To do:
Give an exact transcription of every line, dropping the images.

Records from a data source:
--- Begin ---

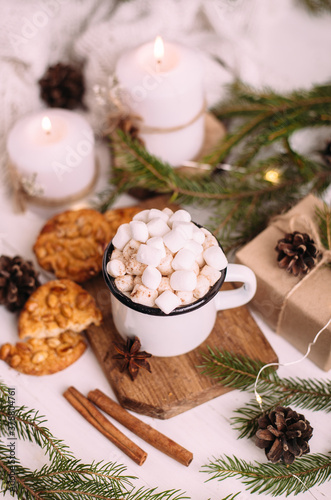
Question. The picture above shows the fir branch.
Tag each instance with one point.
(29, 426)
(264, 118)
(268, 117)
(240, 372)
(274, 479)
(232, 496)
(65, 477)
(316, 7)
(237, 372)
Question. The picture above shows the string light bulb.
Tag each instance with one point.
(158, 50)
(273, 176)
(46, 125)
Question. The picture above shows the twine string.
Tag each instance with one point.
(310, 345)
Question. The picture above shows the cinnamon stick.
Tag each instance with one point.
(99, 421)
(145, 431)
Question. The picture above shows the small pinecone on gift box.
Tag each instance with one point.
(296, 253)
(62, 86)
(284, 434)
(18, 279)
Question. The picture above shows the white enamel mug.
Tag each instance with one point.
(186, 327)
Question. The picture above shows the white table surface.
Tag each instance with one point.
(204, 430)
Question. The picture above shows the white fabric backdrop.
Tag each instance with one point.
(264, 43)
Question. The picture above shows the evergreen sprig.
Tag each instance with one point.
(240, 372)
(242, 200)
(267, 117)
(316, 7)
(274, 479)
(64, 477)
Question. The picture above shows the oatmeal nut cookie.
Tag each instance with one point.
(72, 243)
(55, 307)
(44, 356)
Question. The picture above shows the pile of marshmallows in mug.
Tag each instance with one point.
(162, 259)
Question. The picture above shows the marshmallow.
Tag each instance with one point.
(183, 281)
(143, 215)
(151, 277)
(122, 236)
(167, 301)
(143, 295)
(165, 266)
(211, 274)
(184, 259)
(135, 267)
(174, 240)
(181, 215)
(137, 280)
(202, 287)
(196, 268)
(155, 212)
(168, 211)
(185, 297)
(149, 255)
(139, 231)
(164, 285)
(186, 228)
(210, 239)
(157, 227)
(194, 246)
(214, 257)
(130, 249)
(157, 242)
(116, 268)
(125, 283)
(116, 254)
(198, 235)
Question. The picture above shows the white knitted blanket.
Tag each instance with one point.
(274, 43)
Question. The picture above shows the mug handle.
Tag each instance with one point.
(234, 298)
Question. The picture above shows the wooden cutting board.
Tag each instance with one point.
(176, 384)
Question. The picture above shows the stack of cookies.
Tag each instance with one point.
(51, 324)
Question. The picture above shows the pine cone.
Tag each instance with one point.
(62, 86)
(297, 253)
(284, 434)
(18, 279)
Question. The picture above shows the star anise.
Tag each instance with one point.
(131, 357)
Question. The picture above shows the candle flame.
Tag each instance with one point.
(158, 49)
(46, 125)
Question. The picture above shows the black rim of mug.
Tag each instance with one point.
(155, 311)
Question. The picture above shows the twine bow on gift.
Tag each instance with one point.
(303, 223)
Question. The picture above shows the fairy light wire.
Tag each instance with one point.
(257, 395)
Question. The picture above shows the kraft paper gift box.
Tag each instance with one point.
(297, 308)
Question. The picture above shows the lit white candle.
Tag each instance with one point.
(57, 147)
(163, 83)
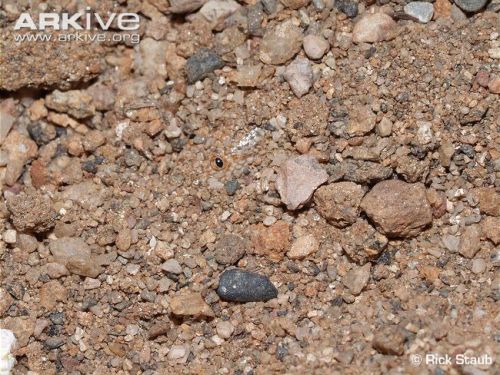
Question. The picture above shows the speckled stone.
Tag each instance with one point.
(238, 285)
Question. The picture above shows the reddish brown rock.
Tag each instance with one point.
(297, 180)
(339, 203)
(374, 27)
(398, 209)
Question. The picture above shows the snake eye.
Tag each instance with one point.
(219, 162)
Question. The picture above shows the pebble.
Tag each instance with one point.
(389, 340)
(478, 266)
(271, 242)
(224, 329)
(31, 211)
(150, 61)
(362, 120)
(339, 202)
(471, 6)
(10, 236)
(490, 228)
(56, 270)
(20, 149)
(376, 27)
(172, 266)
(237, 285)
(202, 63)
(75, 255)
(299, 76)
(297, 180)
(280, 43)
(421, 10)
(190, 304)
(76, 103)
(303, 247)
(398, 209)
(357, 278)
(470, 241)
(177, 352)
(489, 201)
(362, 243)
(230, 249)
(216, 10)
(384, 127)
(315, 46)
(451, 242)
(348, 7)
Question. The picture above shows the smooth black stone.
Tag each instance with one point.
(202, 63)
(238, 285)
(349, 8)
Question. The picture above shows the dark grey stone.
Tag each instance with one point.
(231, 187)
(202, 63)
(349, 8)
(471, 5)
(238, 285)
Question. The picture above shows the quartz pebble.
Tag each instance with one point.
(299, 76)
(280, 44)
(375, 27)
(303, 247)
(315, 46)
(238, 285)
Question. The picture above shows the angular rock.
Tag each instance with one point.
(338, 203)
(202, 63)
(398, 209)
(471, 6)
(271, 242)
(362, 243)
(470, 241)
(315, 46)
(299, 76)
(420, 10)
(376, 27)
(31, 211)
(75, 255)
(190, 304)
(237, 285)
(74, 102)
(280, 44)
(55, 64)
(297, 180)
(230, 249)
(303, 247)
(348, 7)
(357, 278)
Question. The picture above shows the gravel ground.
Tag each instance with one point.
(255, 187)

--- End ---

Output of the exercise:
Question. The picture above shows the fir branch.
Tag each instance with one point.
(29, 426)
(264, 118)
(268, 117)
(240, 372)
(274, 479)
(232, 496)
(65, 477)
(316, 7)
(237, 372)
Question. The picture above shows the string light bulb.
Tag each instance with one point.
(158, 50)
(273, 176)
(46, 125)
Question. The picture above shows the twine string.
Tag each instance with one point.
(310, 345)
Question. The picture above shows the cinnamon stick.
Tag each instance with one point.
(99, 421)
(145, 431)
Question. The picture above shows the small pinecone on gift box.
Tag each instance with one point.
(296, 253)
(62, 86)
(284, 434)
(18, 279)
Question. The picture above shows the white enamel mug.
Tag each instance with one point.
(186, 327)
Question. The picture above shows the white table surface.
Tag each instance with one point.
(204, 430)
Question. The picture above shows the white fabric backdrop.
Tag each instance with one point.
(264, 43)
Question. The picture above shows the evergreen sprig.
Tag each instance with one point.
(240, 372)
(242, 200)
(267, 117)
(316, 7)
(274, 479)
(64, 477)
Question. The picture above shows the oatmeal nut cookie.
Tag each instance with one point.
(72, 243)
(55, 307)
(44, 356)
Question. The picture above shows the pile of marshmallows in mug.
Tag each instance with one point.
(162, 259)
Question. The picture above shows the marshmallow.
Tag each instance with one point.
(183, 281)
(143, 215)
(151, 277)
(122, 236)
(167, 301)
(143, 295)
(165, 266)
(211, 274)
(184, 259)
(135, 267)
(174, 240)
(181, 215)
(137, 280)
(202, 287)
(196, 268)
(155, 212)
(168, 211)
(185, 297)
(149, 255)
(139, 231)
(164, 285)
(186, 228)
(210, 239)
(157, 227)
(194, 246)
(214, 257)
(130, 249)
(157, 242)
(116, 268)
(125, 283)
(116, 254)
(198, 235)
Question. The picture above shows the white knitted blanket.
Tag each instance with one point.
(274, 43)
Question. The picture above shows the mug handle.
Tag each instance with one point.
(234, 298)
Question. The picture above shows the wooden cutting board.
Tag each instance with one point.
(176, 384)
Question. The picture above shows the stack of cookies.
Tag each instance with one point.
(51, 324)
Question. The picture above shows the pine cone.
Tag each instance with one point.
(62, 86)
(297, 253)
(284, 434)
(18, 279)
Question. The picture above shows the star anise.
Tag each instance with one point.
(131, 357)
Question. The picture above shows the candle flame.
Tag each instance with one point.
(158, 49)
(46, 125)
Question. The picture above shows the black rim of mug.
Tag each instance with one point.
(155, 311)
Question. The picture above shows the twine bow on gift.
Tag each instance with one point.
(303, 223)
Question. The picture above shows the fairy light wire.
Tag each instance with one point.
(257, 395)
Question. The picture above shows the kraft paper gift box.
Tag each instance with one point.
(297, 308)
Question. The picture above shows the lit white candle.
Tag each instance with one point.
(57, 147)
(163, 83)
Question. The picture above shows the speckled stone.
Tag each instance with one point.
(238, 285)
Question. The picture above shows the reddish brown rock.
Tag each instance with one point.
(297, 180)
(339, 203)
(374, 27)
(398, 209)
Question. The picture above shows the snake eye.
Tag each instance with one point.
(219, 162)
Question. The picture above shows the pebble.
Tag each instance with one point.
(389, 340)
(478, 266)
(271, 242)
(224, 329)
(31, 211)
(150, 61)
(362, 120)
(339, 202)
(471, 6)
(10, 236)
(490, 228)
(56, 270)
(20, 149)
(376, 27)
(172, 266)
(237, 285)
(202, 63)
(75, 255)
(299, 76)
(297, 180)
(280, 43)
(421, 10)
(190, 304)
(76, 103)
(303, 247)
(398, 209)
(357, 278)
(470, 241)
(177, 352)
(489, 201)
(362, 243)
(230, 249)
(216, 10)
(384, 127)
(315, 46)
(451, 242)
(348, 7)
Question. The picture above shows the smooth black stone.
Tag each instance with one point.
(202, 63)
(238, 285)
(349, 8)
Question. The picture above shows the dark grey stone.
Tag each instance with one point.
(231, 187)
(202, 63)
(349, 8)
(471, 5)
(238, 285)
Question. The picture above shows the quartz pebble.
Tag each instance with one point.
(299, 76)
(280, 44)
(375, 27)
(303, 247)
(315, 46)
(238, 285)
Question. The picture above shows the angular rock.
Tag each instance with one point.
(338, 203)
(202, 63)
(398, 209)
(471, 6)
(271, 242)
(362, 243)
(470, 241)
(315, 46)
(299, 76)
(420, 10)
(376, 27)
(31, 211)
(75, 255)
(190, 304)
(237, 285)
(74, 102)
(280, 44)
(55, 64)
(297, 180)
(230, 249)
(303, 247)
(348, 7)
(357, 278)
Question. The picture above shows the gravel ground.
Tag each instance with one point.
(255, 187)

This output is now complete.